Given problem A: Identify every line in the rows below that contains the word "road" (case counts), and copy each of those lines.

Provided passage:
Books as historical records; as means for expression of thought and feeling, either directly or in the form of imaginative writing; and as mediums for the deposit and dissemination of knowledge, have both reflected and tremendously influenced the development of civilization. Some scholars consider as the earliest books the graven clay and stone tablets and polygonal cylinders of the ancient Assyrians, Babylonians, and Chaldeans, and other people of remote antiquity. The code of Hammurabi, accounted one of the most important records in history of mankind, was carved on a block of stone. But the consensus of authoritative opinion has often considered as the earliest books the papyri rolls of hieratic writing of the Egyptians of the 3rd millennium B.C., containing both sacred and profane texts. The oldest known book, from this point of view, is the papyrus roll known as The Proverbs of Ptahhotep, containing the maxims of the sage Ptahhotep who flourished about 2650 B.C. Another early book was the Egyptian Book of the Dead.

Papyrus, unlike leather which was also used in antiquity as a writing material, was easily and cheaply produced, and was well adapted to writing purposes.

A papyrus book consisted at first of a number of papyrus sheets, glued or otherwise fastened together to form a continuous strip, each end of which was affixed to a cylinder made of wood, ivory, or bone. The strip was rolled around one of the cylinders by means of knobs attached to the ends of the cylinder, and had to be unrolled as it was read. Writing was generally done with a reed pen, in narrow columns with little space between them, and on one side of the papyrus. Papyrus books were of varying length, the longest extant strip being the Harris Papyrus, 133 feet long and 17 inches high.

The scroll containing the five books of Moses, known as the Pentateuch. It was written in ancient Hebrew, and is said to have been inscribed during the 12th century B.C.
Scroll containing the five books of Moses




Inconvenience in handling the strips in reading, and in locating passages in them, led to the use, probably in the first century A.D. but possibly earlier, of the square shaped book called a codex by the Romans. The codex, which probably originated in Greece or Asia, consisted of a number of sheets folded in the middle to form quires, which were laid one upon the other, stitched with thread, and then bound. The columns of writing in the codex were wider than in the papyrus scrolls. With respect to general shape, binding, and the page, the codex was the progenitor of the modern book. The term codex occurs in the title of a number of celebrated editions of the Bible as in Codex Sinaiticus, a Greek edition of the Bible dating from the 4th century. Brought from Palestine to Russia in 1859, it was sold to the British Museum in 1933 for 100,000 pounds.

With the development of the codex, books, hitherto the possessions principally of temples, kings, and wealthy men, became the property of a growing number of private individuals, but the general lack of education among the masses of the people, and the difficulty of writing out copies, made a truly wide distribution impossible.

Given problem B: Reproduce the passage on the history of books word for word, starting at "A papyrus book" and ending at "12th century B.C.".

Records for the task:
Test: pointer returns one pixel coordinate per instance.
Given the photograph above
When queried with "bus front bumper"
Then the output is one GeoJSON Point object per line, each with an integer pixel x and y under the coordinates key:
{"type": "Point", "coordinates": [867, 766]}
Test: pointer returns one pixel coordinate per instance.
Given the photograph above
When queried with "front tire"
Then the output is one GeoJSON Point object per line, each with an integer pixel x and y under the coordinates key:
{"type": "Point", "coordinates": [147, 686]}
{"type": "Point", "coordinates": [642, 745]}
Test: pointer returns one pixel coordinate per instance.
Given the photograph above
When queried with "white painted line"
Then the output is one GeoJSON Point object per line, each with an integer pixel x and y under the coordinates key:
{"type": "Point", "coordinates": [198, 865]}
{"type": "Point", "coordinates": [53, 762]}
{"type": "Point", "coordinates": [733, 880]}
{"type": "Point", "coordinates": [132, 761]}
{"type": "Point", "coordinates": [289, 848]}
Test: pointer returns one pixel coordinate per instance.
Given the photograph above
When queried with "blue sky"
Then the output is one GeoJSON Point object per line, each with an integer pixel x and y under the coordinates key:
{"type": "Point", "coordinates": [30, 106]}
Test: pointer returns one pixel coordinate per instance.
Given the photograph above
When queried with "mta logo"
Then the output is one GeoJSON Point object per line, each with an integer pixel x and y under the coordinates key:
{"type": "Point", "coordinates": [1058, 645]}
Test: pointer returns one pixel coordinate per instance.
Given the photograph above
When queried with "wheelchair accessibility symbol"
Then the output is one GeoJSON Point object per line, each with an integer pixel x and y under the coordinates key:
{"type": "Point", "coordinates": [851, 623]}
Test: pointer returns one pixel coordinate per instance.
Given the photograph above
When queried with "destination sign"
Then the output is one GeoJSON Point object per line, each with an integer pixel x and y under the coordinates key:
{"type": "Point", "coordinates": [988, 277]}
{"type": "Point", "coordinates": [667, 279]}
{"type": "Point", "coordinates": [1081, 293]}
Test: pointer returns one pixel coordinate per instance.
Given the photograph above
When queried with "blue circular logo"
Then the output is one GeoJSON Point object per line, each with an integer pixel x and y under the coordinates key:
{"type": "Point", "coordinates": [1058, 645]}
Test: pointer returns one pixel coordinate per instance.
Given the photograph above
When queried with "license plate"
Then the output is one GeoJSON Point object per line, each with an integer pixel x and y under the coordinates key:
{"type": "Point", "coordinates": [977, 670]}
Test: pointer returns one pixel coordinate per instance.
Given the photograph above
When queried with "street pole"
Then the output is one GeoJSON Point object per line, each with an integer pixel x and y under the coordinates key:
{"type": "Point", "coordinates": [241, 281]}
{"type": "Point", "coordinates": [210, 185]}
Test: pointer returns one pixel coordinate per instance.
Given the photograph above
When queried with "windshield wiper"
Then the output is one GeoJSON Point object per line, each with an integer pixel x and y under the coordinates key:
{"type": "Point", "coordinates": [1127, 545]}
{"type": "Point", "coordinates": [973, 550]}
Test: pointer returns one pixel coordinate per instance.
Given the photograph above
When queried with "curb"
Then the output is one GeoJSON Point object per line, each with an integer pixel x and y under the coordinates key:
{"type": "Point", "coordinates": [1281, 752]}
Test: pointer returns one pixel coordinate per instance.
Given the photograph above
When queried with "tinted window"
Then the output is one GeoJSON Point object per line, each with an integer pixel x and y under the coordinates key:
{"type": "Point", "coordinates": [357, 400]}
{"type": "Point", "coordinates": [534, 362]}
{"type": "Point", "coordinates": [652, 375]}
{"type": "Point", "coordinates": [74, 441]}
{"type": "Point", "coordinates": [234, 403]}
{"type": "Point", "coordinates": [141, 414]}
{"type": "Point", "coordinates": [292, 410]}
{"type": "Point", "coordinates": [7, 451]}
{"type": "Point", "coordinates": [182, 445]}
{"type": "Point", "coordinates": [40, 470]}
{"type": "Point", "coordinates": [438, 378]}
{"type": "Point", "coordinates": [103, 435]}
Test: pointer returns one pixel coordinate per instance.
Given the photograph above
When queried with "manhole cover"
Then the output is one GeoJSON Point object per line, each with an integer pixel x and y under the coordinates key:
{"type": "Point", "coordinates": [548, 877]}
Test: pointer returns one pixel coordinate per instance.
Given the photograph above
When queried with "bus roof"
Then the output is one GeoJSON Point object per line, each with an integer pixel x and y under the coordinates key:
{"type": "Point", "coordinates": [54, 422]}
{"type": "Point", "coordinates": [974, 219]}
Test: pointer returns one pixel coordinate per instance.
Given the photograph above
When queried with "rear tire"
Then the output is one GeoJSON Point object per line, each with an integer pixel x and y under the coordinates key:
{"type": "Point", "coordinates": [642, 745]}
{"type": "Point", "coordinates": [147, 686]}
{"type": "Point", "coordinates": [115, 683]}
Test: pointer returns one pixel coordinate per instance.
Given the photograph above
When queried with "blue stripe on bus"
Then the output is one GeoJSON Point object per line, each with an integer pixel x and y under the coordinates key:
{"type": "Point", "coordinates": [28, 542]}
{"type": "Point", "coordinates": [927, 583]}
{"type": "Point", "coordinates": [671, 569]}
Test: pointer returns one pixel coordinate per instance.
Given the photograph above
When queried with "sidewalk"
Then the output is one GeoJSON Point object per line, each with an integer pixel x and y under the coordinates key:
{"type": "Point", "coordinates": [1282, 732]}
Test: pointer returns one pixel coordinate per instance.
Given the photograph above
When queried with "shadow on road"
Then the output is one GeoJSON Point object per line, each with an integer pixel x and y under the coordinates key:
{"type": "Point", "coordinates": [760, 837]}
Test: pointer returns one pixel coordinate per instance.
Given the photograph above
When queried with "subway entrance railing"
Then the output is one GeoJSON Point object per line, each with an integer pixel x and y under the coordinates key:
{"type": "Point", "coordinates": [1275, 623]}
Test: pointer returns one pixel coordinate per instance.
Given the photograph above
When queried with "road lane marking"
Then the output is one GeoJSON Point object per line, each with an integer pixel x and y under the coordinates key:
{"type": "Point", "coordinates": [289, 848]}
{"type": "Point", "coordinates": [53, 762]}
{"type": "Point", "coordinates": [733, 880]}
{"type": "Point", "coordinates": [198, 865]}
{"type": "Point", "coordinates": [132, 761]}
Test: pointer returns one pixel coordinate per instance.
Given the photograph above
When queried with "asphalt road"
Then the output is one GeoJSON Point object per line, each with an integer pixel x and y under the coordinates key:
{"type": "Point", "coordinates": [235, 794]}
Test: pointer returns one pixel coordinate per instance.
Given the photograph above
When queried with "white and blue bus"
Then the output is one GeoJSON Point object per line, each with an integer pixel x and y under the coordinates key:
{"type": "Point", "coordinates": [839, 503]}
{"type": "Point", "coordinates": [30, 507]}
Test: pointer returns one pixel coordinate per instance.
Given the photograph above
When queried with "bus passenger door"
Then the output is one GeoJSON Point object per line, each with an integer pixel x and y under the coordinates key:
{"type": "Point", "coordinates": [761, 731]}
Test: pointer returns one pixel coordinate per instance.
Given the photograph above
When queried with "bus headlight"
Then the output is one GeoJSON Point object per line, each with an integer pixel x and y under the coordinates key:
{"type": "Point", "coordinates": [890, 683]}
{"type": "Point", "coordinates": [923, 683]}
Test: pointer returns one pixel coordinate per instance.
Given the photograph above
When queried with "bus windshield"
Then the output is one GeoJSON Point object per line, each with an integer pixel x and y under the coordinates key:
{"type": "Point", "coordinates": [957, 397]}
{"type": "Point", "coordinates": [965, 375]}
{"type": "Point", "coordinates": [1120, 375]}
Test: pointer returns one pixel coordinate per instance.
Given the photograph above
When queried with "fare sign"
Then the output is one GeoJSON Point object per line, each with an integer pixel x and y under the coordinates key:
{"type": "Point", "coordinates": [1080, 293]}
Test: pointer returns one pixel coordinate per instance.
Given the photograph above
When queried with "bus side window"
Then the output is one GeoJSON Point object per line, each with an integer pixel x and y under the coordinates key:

Correct answer A:
When queried with "shadow on road"
When queried with "road lane marking"
When queried with "asphalt road"

Correct answer B:
A papyrus book consisted at first of a number of papyrus sheets, glued or otherwise fastened together to form a continuous strip, each end of which was affixed to a cylinder made of wood, ivory, or bone. The strip was rolled around one of the cylinders by means of knobs attached to the ends of the cylinder, and had to be unrolled as it was read. Writing was generally done with a reed pen, in narrow columns with little space between them, and on one side of the papyrus. Papyrus books were of varying length, the longest extant strip being the Harris Papyrus, 133 feet long and 17 inches high.

The scroll containing the five books of Moses, known as the Pentateuch. It was written in ancient Hebrew, and is said to have been inscribed during the 12th century B.C.